__WHAT IS REQUIRED__. Copy all the records exactly, but keep the pictures out of your version.

[Image point grounding data]

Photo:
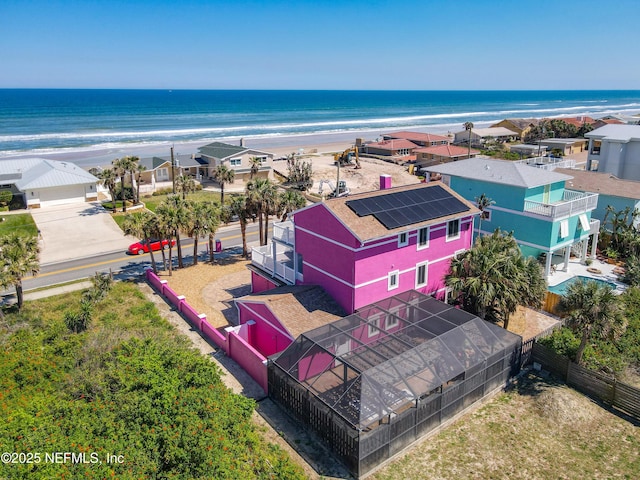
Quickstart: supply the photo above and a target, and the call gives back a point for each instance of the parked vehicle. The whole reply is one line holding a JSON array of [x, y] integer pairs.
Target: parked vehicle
[[141, 247]]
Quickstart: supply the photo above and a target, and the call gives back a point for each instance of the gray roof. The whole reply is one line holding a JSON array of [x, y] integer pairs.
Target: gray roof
[[32, 173], [499, 171], [221, 151], [620, 133]]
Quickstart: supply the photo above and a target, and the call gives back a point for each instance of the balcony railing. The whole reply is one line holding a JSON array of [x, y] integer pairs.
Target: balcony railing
[[281, 268], [572, 203], [283, 232]]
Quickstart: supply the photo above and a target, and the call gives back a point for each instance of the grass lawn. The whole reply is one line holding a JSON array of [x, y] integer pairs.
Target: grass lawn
[[22, 222], [540, 430], [128, 386], [152, 202]]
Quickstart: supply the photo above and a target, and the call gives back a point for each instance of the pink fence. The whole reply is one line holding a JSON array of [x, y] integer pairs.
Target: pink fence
[[235, 347], [248, 358]]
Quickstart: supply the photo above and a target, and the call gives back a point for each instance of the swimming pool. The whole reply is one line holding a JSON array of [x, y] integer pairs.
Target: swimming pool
[[561, 288]]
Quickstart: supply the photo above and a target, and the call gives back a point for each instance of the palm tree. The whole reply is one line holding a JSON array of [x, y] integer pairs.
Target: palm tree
[[593, 309], [174, 215], [288, 201], [142, 225], [469, 127], [139, 169], [493, 278], [262, 193], [186, 185], [483, 202], [108, 178], [223, 175], [121, 166], [18, 258], [241, 207], [255, 163], [212, 215]]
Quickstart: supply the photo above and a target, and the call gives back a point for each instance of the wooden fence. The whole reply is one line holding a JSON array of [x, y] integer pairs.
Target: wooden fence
[[603, 387]]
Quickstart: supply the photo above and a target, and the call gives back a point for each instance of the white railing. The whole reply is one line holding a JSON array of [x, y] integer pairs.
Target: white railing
[[262, 257], [284, 232], [548, 163], [572, 203]]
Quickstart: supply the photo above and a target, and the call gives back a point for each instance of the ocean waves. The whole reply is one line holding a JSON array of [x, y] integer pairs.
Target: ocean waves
[[135, 125]]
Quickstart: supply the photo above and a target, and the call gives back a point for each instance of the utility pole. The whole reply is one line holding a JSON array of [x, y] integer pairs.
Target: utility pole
[[173, 170]]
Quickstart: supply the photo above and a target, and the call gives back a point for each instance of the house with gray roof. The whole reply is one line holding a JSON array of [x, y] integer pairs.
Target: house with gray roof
[[615, 149], [236, 158], [43, 183], [548, 220]]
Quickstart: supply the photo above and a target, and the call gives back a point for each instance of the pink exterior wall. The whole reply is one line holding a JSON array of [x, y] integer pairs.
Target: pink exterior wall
[[249, 359], [268, 335], [260, 284]]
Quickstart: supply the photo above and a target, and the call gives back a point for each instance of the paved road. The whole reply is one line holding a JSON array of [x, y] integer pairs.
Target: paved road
[[127, 266]]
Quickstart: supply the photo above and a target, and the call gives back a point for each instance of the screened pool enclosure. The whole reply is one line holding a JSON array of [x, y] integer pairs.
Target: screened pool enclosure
[[373, 382]]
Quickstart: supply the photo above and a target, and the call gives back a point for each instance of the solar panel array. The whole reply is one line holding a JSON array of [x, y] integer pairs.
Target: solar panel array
[[399, 209]]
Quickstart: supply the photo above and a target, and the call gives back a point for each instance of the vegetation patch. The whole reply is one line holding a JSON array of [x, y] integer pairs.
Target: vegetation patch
[[21, 222], [128, 387], [540, 430]]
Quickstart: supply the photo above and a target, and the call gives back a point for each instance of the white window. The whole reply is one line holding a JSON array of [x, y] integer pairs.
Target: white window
[[453, 229], [393, 280], [421, 274], [391, 321], [423, 238], [403, 239], [372, 326]]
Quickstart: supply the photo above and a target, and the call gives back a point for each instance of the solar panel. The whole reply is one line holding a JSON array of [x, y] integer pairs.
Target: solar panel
[[399, 209]]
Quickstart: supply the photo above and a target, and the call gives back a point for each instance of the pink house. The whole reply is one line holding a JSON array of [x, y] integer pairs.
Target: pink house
[[275, 318], [367, 247]]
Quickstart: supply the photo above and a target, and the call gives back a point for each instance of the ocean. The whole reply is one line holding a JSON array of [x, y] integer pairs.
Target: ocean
[[40, 121]]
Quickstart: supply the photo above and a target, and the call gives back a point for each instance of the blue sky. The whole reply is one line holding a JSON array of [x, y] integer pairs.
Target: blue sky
[[374, 44]]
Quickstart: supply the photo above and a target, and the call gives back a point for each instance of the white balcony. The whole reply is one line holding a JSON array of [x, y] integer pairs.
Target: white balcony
[[572, 203], [283, 232], [280, 267]]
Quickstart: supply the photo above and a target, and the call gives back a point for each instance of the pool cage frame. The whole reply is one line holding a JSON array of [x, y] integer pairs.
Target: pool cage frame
[[374, 382]]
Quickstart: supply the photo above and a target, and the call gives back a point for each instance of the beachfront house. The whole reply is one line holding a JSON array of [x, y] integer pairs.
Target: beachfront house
[[419, 138], [615, 149], [367, 247], [427, 156], [480, 136], [520, 126], [613, 193], [236, 158], [40, 183], [548, 220], [398, 148]]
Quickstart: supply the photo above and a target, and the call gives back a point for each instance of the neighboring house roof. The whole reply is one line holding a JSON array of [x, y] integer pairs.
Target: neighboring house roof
[[562, 141], [222, 151], [598, 182], [577, 121], [34, 173], [153, 163], [417, 136], [447, 151], [366, 228], [299, 307], [617, 133], [500, 171], [520, 123], [391, 145], [490, 132]]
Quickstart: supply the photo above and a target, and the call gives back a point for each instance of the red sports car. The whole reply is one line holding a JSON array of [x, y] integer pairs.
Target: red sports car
[[141, 247]]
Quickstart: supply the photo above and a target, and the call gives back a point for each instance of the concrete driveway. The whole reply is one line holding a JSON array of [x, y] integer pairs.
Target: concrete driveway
[[76, 231]]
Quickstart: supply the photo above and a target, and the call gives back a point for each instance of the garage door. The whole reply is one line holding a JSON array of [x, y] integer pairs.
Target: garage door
[[61, 195]]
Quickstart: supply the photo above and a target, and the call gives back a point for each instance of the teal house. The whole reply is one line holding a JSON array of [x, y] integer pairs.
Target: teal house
[[549, 221]]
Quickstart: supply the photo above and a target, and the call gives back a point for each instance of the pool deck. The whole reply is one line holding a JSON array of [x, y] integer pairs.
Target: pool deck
[[577, 269]]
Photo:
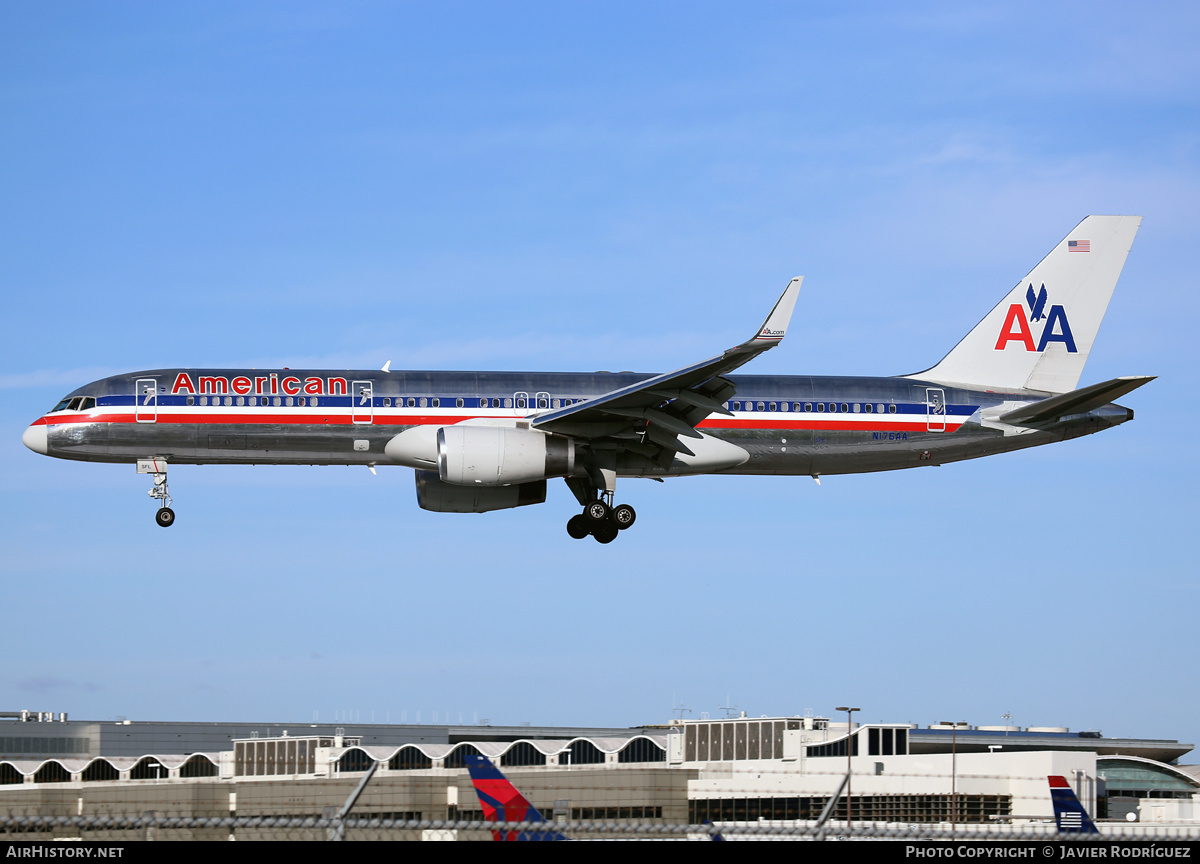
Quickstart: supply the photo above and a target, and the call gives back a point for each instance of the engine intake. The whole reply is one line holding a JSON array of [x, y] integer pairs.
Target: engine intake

__RESULT__.
Photo:
Quickstart: supply the photo above and a target, and the call gives back a point for each instance of the parked vehicle. The whole reply is one line holding a JSON array of [x, y] integer pairs.
Target: parked vehicle
[[141, 247]]
Quickstart: supply the photo above and a target, and the call gives back a point for each instance of the gray roof. The whole reply is one line holding a JSON array of [x, y] integer pairs.
Target: gray roof
[[32, 173], [499, 171], [221, 151], [620, 133]]
Quickstart: supply the photo above and a target, and the call gives back a point for each instance of the balcony railing. The whole reply is one line holding a JSON array of [x, y] integer pairs.
Target: balcony railing
[[281, 268], [572, 203], [283, 232]]
Quickstart: supply the photo above and a target, and the call gives back a point for each instance of the grass lawn. The whole reply is one line holding a JSON array of [x, y] integer pairs.
Target: grass lawn
[[22, 222], [540, 430], [128, 386], [152, 202]]
Quickstart: supply the photo above and a target, and the call gives back a point for each instance of the pink fence. The whole reply is one line holding a JSON array of [x, y] integer pairs.
Target: pink fence
[[235, 347], [248, 358]]
Quickstart: supply the photo above and a target, and the call gives back a point for each instance of the swimming pool. The whole reply is one line holding a JSON array of [x, y] integer pairs.
Target: swimming pool
[[561, 288]]
Quickstart: supply the photo above and a target, and the call gives back a point for each instance of the palm tree. The whole reply is one line holding a JSON array of [x, y] integer pairs.
Target: palm tree
[[593, 309], [174, 215], [288, 201], [142, 225], [469, 127], [139, 169], [493, 278], [262, 193], [186, 185], [483, 202], [108, 178], [223, 175], [121, 166], [18, 258], [241, 207], [255, 163], [212, 215]]
Quickstart: supply the photo above and a target, and the call gives back a point for each instance of the wooden fence. The whole reply is one line holding a JSON array of [x, y] integer pairs.
Target: wooden fence
[[603, 387]]
Quickstart: supply the photo above and a target, and the call gives back a point for each instance of the white railing. The whole reply is one line holding a JSON array of [x, y] integer pairs.
Target: white railing
[[262, 257], [284, 232], [548, 163], [572, 203]]
Quickstart: supply the photo above and a target, and the call gives back a point for each instance of the ocean waves. The whole reply is one line holding a JSON array of [x, y] integer pairs.
Target: ocean waves
[[135, 125]]
Quickstart: supply the photo above and a target, and the call gives back a point for each instance of the utility pole. The whole reply is one line holding a JSON array of [x, y] integer pairs.
Target: utility pole
[[173, 170]]
Quickstart: supply the photo above and a target, and the call gives back a point for each instance of the house with gray roof. The whole reply is one line holding a JSON array of [x, y] integer pairs.
Target: house with gray roof
[[615, 149], [236, 158], [43, 183], [548, 220]]
Quickstart: supply the photo above and a target, and the call gives back a point for each instance of the pink exterior wall. The whole reply is one line holding a JSON array of [x, y] integer pairs.
Target: pink exterior wall
[[249, 359], [268, 335], [260, 284]]
Quickstart: supply the photo above and a target, and the call gives back a point for each instance of the paved road. The whole reply is one line holding a JSON array of [x, y] integer pairs.
Target: paved road
[[127, 266]]
Quickstart: supply the photo above and a target, and the call gives back a point for each instance of the screened pool enclosure. The whole reply is one line holding a JSON array of [x, y] integer pairs.
Target: screened pool enclosure
[[373, 382]]
Quickstart: supply the photo above and a target, and the call gives back a point for each instance of the solar panel array. The whole reply is one line holding a JSON array of [x, y] integer pairs.
Target: solar panel array
[[399, 209]]
Quickstart: supply the photo above and a target, and the call gives back a point for each instance of the vegetation patch. The whole reply is one line holding a JSON array of [x, y] integer pairs.
Target: vegetation patch
[[21, 222], [128, 387], [540, 430]]
Quickstart: supply the photo above and a target, and the call gives back a point for each instance of the white window. The whole reply is one line holding a JSON array of [x, y] integer pairs.
Target: white window
[[453, 229], [393, 280], [421, 274], [391, 321], [423, 238], [403, 239], [372, 326]]
Quickstart: supply the photo above and a target, and the call gives back a point for each instance of the solar panel. The whole reply is one line holding a JSON array of [x, y] integer pairs.
Target: solar panel
[[399, 209]]
Quickstart: supply the photo above and a target, and the call gives back a point for each instance of the pink house. The whole reply is one line holding a JSON array of [x, y] integer pairs.
Target: pink house
[[275, 318], [367, 247]]
Quickstart: supply the photo above and a target, and the call gives back a point for each instance of the ocean. The whole reply is one line holding a JSON array of [x, y] integer pairs.
Target: ocean
[[40, 121]]
Quickstart: supply the photo above and a target, and the call gives back a point for each instance of the blue sky. The whole reply is one line holding a JSON array of [x, y] integer pairs.
Target: blue sky
[[374, 44]]
Quickstart: supply the photo above and a target, and the call gives back a point for each instance of the white balcony. The whole reply is one line holding a JSON array of [x, y] integer pairs.
Target: white balcony
[[572, 203], [283, 232], [280, 267]]
Quickstart: supply the photo above and a target, and the call gives back a point for each instance of the pool cage frame. The whole reply is one line holding a JSON array of [x, y] integer pairs.
Target: pool cage frame
[[374, 382]]
Quickstart: supply the photo above and a target, and the call gives back a point for each instance of the beachfront house. The whole reply is one line holding a JSON array of [x, y] integer pairs.
Target: beachfront house
[[419, 138], [615, 149], [367, 247], [427, 156], [480, 136], [520, 126], [613, 193], [236, 158], [40, 183], [548, 220], [398, 148]]
Quickstart: supply the photo above and a target, and the call gives back a point for each instance of the neighboring house roof. The whole reply is one line holding a JSON array of [x, y] integer pairs.
Target: neighboring house roof
[[562, 141], [222, 151], [598, 182], [577, 121], [34, 173], [153, 163], [417, 136], [447, 151], [366, 228], [299, 307], [617, 133], [500, 171], [520, 123], [391, 145], [490, 132]]
Quickstart: supply the photo above and a target, and the call gives back a point for each instance of the red sports car. The whole reply is one line holding a JSON array of [x, y] integer pairs.
Target: red sports car
[[141, 247]]
Quickstart: supply the photo above and a target, and the call gives back a point for each instance of the concrete driveway. The whole reply is one line holding a JSON array of [x, y] integer pairs.
Target: concrete driveway
[[76, 231]]
Quickstart: supply the photo above and a target, and the call gives back a point for each instance of the garage door. The whole reply is one line holding a JSON array of [x, y] integer pairs.
Target: garage door
[[61, 195]]
Quickstart: supply the photo above and a target, and the call gives back a point for each instance of the teal house. The whole reply is one line holding a JSON array of [x, y] integer pairs.
Target: teal house
[[549, 221]]
Quickstart: supply the photo above and a target, and the call gives back a point for each instance of the pool deck. The whole reply is one line holding a JSON array of [x, y] integer pairs.
Target: pool deck
[[577, 269]]
Photo:
Quickstart: supply the photo above and a target, and the call gives back a point for each instance of the engine intake. The whole reply is one line holding a JSON array of [x, y] integer pairs.
Target: engine intake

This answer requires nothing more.